Your assignment =>
The line containing "Target phrase: misty fog over water" marks the start; please restate exactly that line and only the lines following it through the end of the material below.

○ ○ ○ ○ ○ ○ ○

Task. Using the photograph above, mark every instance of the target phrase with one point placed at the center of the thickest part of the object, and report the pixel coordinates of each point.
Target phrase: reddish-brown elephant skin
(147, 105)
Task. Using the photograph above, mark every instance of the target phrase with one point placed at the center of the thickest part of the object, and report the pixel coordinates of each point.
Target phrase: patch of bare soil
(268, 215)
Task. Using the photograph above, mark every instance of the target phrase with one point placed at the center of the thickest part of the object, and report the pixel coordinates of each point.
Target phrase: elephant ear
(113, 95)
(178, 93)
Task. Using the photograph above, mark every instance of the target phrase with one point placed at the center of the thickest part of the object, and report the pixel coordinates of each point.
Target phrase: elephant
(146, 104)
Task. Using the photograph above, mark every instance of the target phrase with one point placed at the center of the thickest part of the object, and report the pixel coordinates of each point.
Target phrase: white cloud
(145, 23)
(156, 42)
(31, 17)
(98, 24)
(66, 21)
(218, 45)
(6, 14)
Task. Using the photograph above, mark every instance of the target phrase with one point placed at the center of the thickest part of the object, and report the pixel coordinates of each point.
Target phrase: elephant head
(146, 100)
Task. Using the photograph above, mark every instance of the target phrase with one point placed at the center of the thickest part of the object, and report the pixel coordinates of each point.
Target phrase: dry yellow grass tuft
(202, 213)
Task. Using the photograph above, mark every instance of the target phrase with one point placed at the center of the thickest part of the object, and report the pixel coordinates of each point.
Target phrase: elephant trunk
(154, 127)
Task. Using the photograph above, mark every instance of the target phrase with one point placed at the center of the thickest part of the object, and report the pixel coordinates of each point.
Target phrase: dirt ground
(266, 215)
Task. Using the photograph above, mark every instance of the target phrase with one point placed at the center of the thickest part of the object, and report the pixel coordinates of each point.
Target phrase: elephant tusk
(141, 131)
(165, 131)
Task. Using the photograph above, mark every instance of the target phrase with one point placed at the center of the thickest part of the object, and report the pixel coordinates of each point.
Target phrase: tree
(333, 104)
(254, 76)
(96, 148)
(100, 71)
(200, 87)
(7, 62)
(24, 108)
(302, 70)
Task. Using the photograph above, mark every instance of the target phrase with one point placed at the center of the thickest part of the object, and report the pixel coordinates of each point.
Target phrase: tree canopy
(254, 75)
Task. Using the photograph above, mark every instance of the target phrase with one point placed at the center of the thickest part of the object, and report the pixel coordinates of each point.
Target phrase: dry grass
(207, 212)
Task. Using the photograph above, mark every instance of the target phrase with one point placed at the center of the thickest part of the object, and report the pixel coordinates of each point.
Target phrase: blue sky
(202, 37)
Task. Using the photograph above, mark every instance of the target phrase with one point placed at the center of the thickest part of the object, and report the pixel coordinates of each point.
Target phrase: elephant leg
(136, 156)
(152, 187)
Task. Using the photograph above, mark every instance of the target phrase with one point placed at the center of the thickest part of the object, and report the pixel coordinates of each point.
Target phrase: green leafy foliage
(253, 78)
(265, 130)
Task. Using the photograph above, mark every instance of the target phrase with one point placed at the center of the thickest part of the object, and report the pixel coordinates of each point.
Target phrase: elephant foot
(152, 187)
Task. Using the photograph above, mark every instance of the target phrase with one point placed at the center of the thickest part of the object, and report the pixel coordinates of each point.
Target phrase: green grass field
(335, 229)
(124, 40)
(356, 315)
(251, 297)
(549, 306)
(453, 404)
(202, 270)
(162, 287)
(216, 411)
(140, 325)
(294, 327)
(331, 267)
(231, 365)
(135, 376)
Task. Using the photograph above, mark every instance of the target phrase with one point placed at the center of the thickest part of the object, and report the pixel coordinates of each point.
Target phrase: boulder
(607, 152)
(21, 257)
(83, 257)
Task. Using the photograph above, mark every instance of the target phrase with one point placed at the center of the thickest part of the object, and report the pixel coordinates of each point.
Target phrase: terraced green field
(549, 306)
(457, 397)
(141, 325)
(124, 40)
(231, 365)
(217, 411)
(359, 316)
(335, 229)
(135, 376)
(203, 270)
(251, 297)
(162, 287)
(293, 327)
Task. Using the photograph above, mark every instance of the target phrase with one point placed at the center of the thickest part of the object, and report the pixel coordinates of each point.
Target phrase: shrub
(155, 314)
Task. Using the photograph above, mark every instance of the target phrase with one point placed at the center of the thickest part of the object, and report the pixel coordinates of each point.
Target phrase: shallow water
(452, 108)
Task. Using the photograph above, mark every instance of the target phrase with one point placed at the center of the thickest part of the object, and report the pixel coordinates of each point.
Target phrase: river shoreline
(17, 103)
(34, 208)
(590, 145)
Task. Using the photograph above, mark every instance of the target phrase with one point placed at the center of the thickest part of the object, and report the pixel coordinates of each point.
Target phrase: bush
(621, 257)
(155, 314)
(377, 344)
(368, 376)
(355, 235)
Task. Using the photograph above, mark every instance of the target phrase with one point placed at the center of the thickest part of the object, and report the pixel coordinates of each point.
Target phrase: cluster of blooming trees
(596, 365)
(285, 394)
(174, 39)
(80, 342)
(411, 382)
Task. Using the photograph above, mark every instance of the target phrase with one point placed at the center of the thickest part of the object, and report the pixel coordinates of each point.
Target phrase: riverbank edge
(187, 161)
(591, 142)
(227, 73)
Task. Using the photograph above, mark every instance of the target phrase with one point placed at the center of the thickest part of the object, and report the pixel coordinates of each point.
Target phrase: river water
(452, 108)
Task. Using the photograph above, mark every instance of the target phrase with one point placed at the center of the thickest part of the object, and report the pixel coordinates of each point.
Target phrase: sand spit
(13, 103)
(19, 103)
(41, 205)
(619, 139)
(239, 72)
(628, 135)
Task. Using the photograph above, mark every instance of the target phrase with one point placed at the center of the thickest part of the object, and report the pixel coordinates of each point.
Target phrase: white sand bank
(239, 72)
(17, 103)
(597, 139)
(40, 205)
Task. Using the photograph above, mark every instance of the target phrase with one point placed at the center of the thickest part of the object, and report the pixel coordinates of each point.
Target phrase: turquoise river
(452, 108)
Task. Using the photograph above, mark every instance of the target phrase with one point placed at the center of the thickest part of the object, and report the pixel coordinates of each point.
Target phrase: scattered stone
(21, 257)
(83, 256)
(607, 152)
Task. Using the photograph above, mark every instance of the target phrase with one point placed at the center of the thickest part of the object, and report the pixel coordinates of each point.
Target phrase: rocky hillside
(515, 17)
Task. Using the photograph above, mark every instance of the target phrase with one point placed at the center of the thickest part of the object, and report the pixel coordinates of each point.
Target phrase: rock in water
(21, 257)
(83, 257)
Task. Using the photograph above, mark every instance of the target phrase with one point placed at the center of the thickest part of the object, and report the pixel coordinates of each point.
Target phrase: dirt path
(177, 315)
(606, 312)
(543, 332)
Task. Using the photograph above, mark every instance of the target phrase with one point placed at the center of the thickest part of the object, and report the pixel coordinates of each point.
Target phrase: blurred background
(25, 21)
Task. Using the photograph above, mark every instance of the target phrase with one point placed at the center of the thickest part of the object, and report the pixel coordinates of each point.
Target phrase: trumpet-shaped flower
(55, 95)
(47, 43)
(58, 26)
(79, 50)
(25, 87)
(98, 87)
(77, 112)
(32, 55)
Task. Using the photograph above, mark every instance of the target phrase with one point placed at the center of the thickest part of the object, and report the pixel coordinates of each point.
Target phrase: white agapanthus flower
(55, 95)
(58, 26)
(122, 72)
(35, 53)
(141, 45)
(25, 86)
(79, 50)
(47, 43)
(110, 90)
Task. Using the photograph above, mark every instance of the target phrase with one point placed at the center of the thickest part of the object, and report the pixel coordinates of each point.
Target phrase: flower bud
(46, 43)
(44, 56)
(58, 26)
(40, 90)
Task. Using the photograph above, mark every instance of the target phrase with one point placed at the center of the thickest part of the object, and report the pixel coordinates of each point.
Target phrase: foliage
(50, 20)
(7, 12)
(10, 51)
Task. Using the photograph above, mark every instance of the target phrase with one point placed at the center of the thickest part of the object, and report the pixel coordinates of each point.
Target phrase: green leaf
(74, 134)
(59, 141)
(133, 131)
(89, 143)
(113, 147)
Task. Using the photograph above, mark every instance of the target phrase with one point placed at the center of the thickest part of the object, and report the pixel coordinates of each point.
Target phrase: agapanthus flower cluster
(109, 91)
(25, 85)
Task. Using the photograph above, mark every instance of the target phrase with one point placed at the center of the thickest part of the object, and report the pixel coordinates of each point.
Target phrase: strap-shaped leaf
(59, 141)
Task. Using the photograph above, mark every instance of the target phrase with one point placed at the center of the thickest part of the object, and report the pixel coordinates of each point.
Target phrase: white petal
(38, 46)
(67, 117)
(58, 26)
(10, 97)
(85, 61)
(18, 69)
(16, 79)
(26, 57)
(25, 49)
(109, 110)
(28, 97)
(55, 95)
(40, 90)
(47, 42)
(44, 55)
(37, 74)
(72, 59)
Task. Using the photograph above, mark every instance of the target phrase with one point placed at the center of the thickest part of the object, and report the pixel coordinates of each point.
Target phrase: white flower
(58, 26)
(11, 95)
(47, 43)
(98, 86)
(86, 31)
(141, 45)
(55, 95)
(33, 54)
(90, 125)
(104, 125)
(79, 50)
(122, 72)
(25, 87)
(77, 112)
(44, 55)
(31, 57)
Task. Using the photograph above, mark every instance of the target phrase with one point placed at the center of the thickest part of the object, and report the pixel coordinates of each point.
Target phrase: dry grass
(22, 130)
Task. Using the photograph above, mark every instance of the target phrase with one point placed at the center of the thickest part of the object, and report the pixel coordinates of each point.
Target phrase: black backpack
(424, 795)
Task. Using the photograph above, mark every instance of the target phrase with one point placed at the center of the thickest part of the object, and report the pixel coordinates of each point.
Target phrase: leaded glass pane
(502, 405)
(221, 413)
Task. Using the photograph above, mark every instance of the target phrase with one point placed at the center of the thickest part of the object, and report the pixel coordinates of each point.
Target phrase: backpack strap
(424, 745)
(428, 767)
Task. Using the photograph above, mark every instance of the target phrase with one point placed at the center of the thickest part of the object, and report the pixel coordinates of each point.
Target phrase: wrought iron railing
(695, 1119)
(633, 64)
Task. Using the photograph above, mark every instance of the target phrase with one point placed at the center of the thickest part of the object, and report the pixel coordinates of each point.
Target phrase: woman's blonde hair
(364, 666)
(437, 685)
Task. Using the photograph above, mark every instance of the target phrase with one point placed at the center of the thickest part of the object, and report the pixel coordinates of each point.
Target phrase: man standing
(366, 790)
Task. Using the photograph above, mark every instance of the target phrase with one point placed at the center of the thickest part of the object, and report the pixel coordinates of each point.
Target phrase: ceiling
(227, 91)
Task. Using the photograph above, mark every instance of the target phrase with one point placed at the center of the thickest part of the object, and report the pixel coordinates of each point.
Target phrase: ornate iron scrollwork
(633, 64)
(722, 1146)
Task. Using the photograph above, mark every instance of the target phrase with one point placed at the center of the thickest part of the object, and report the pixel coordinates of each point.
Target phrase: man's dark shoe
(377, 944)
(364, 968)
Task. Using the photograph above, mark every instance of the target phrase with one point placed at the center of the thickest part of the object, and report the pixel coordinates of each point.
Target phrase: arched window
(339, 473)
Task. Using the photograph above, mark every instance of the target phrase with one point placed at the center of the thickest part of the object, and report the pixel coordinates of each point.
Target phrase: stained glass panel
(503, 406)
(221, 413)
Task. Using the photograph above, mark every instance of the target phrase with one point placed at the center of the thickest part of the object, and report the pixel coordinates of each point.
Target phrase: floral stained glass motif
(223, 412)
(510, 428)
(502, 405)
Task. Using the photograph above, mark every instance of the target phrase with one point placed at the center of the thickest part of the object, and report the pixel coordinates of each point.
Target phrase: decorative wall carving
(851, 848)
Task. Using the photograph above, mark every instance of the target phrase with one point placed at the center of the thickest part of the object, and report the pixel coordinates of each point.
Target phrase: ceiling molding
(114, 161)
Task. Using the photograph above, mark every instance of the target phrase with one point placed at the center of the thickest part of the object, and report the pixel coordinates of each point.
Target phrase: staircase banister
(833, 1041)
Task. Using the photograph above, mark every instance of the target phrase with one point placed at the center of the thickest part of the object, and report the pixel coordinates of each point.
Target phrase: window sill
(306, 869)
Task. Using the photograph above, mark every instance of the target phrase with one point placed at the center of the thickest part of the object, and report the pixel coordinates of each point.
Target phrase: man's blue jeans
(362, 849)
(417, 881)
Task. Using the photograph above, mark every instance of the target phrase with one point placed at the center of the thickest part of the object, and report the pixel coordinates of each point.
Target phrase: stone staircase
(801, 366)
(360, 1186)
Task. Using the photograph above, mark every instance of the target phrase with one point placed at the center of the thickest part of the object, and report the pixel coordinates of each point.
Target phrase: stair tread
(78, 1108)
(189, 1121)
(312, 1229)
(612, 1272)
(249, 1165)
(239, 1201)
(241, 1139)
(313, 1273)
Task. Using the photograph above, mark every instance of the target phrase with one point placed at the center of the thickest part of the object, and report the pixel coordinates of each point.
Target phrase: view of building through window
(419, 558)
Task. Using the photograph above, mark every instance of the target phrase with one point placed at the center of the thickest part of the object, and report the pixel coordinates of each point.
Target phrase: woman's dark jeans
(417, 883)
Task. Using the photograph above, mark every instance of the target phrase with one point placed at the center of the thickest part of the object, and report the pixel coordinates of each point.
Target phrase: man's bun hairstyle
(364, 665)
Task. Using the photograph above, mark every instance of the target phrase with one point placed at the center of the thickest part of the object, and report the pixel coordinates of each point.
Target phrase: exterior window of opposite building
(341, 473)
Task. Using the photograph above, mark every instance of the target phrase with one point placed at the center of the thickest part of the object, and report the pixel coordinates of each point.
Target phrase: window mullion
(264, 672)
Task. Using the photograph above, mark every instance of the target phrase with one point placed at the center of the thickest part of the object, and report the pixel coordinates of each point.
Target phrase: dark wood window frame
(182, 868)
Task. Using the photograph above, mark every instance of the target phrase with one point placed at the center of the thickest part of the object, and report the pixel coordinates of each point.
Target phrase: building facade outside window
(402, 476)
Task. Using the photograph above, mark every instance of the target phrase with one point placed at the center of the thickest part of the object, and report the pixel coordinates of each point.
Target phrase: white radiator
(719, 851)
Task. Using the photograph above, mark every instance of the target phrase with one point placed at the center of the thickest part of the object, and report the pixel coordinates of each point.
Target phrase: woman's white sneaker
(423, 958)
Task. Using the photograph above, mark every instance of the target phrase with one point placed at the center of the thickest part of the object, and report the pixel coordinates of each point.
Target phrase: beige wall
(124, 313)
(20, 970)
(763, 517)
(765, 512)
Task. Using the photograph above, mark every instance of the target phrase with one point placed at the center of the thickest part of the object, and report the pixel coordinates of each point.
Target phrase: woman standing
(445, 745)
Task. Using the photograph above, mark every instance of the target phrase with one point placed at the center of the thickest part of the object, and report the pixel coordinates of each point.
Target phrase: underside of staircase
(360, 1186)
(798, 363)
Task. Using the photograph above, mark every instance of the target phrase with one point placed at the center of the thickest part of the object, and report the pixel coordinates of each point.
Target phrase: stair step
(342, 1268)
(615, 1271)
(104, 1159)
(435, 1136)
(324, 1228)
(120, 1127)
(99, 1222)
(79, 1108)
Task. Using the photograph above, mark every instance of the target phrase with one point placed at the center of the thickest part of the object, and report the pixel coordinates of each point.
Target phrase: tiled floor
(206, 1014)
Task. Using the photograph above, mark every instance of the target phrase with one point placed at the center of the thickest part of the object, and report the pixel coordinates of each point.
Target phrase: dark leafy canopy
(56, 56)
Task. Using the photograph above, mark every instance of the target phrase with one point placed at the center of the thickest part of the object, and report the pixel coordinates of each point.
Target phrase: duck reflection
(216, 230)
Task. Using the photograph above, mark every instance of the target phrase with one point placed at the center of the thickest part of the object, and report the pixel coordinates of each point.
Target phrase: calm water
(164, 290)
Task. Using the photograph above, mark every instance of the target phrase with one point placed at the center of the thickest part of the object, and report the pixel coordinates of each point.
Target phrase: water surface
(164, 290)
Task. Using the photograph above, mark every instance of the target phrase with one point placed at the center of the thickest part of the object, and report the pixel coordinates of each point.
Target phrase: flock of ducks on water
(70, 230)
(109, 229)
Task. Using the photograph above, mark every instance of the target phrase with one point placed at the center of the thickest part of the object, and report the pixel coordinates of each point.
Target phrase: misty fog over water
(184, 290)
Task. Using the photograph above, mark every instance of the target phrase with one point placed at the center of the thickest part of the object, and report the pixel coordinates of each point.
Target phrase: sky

○ ○ ○ ○ ○ ○ ○

Result of this task =>
Target phrase: misty fog over water
(184, 290)
Task. Using the photograph above, mark every instance of the target phrase with one point placed at the center of the thickest part of the object, and report the pixel coordinates of each point.
Target phrase: sky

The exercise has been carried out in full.